======== Brano di lettura

L’ultimo chilometro è il peggiore, le gambe sono due pezzi di marmo, sollevarle è un’agonia, ma continuo, mi dico che non posso mollare adesso. E poi lo vedo. Il traguardo. E’ lì, a pochi metri da me e io, in modo ingenuo, infantile e vagamente esagerato, mi metto a piangere. Non ce la faccio a trattenere le lacrime. Quegli ultimi 200 metri, li faccio piangendo, con grossi goccioloni che si mischiano al sudore, e mi pizzicano sulla faccia. Sono lacrime salate, che sanno di fatica e di orgoglio, di incredulità, di stupore, di vittoria. Supero il traguardo e non posso crederci che mi posso fermare. Posso camminare, posso sdraiarmi. Qualcuno mi copre e io continuo a camminare come uno zombie. E poi, una ragazza bionda mi sorride, mi leva il chip dal pettorale e mi mette al collo una medaglia.

================

**Cosa si chiede**.
1. Nel racconto dell'arrivo al traguardo, riscrivi il passo da "L’ultimo chilometro è" a "collo una medaglia." e sostituisci "ragazza bionda" con "ragazza con il berretto".
2. Prosegui il racconto dell'arrivo al traguardo a partire dalla sua ultima frase.
Le voci riportate qui provengono da una fonte diversa dal brano.

======== Voci elencate

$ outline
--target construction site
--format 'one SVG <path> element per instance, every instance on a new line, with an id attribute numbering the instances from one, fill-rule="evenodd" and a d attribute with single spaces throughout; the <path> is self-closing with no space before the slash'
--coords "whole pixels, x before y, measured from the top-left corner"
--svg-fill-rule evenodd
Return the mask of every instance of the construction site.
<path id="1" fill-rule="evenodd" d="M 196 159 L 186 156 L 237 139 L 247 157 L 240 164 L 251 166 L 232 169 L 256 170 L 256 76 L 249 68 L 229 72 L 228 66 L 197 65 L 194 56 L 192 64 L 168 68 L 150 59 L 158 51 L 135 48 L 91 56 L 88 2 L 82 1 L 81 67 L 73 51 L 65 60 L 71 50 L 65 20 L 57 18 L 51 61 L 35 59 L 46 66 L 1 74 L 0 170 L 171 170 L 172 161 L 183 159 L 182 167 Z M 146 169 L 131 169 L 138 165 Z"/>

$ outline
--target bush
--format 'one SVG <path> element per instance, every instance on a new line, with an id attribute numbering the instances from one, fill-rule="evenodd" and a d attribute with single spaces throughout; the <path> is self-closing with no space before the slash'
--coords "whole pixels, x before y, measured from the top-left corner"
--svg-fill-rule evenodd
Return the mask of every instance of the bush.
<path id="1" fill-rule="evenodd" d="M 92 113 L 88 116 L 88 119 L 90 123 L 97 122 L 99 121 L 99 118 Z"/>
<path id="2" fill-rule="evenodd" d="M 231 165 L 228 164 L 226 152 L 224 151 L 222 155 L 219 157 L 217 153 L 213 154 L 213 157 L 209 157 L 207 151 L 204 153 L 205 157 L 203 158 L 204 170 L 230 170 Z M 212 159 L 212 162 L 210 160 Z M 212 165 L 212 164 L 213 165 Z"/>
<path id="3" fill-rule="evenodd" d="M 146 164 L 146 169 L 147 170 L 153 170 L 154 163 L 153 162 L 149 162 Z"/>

================

**Risposte per consegna**.
1.
L’ultimo chilometro è il peggiore, le gambe sono due pezzi di marmo, sollevarle è un’agonia, ma continuo, mi dico che non posso mollare adesso. E poi lo vedo. Il traguardo. E’ lì, a pochi metri da me e io, in modo ingenuo, infantile e vagamente esagerato, mi metto a piangere. Non ce la faccio a trattenere le lacrime. Quegli ultimi 200 metri, li faccio piangendo, con grossi goccioloni che si mischiano al sudore, e mi pizzicano sulla faccia. Sono lacrime salate, che sanno di fatica e di orgoglio, di incredulità, di stupore, di vittoria. Supero il traguardo e non posso crederci che mi posso fermare. Posso camminare, posso sdraiarmi. Qualcuno mi copre e io continuo a camminare come uno zombie. E poi, una ragazza con il berretto mi sorride, mi leva il chip dal pettorale e mi mette al collo una medaglia.

2.
La mia medaglia. La mia prima mezza maratona. I miei primi ventunochilometri. Senza mai camminare, mai, nemmeno per un momento, nemmeno per bere. Ho fatto un tempo ridicolo, il tempo che ci vuole ad arrivare ad Ostia d’estate in macchina quando c’è molto traffico. Ma non importa. Credo che la corsa sia fondamentalmente uno stile di vita, un piacere che chi non corre non può capire. I miei amici continuamente mi chiedono chi me lo fa fare, qual è lo scopo, che senso ha, correre. Nessuno, apparentemente. Il senso è insito nell’azione stessa del correre, del mettere un piede davanti all’altro perchè così abbiamo deciso. Mi chiedo: se il correre non comprendesse la fatica, lo sforzo e il sudore, lo faremmo comunque? Probabilmente no, secondo me. Perchè l’essenza del correre è esattamente nel vincere quella fatica e questa sensazione ci regala il gusto della vita stessa. Almeno, io la penso così. Quindi corro, per il puro gesto di correre. Per superare i miei limiti, per mettermi alla prova, per imparare la disciplina, per dire a me stessa che sì, ce la posso fare. Che quel sole in un cielo senza nuvole non è andato sprecato, l’ho utilizzato per riscaldare il viso e l’anima, per dare energia alle mie gambe. E per imparare che ne vale comunque la pena.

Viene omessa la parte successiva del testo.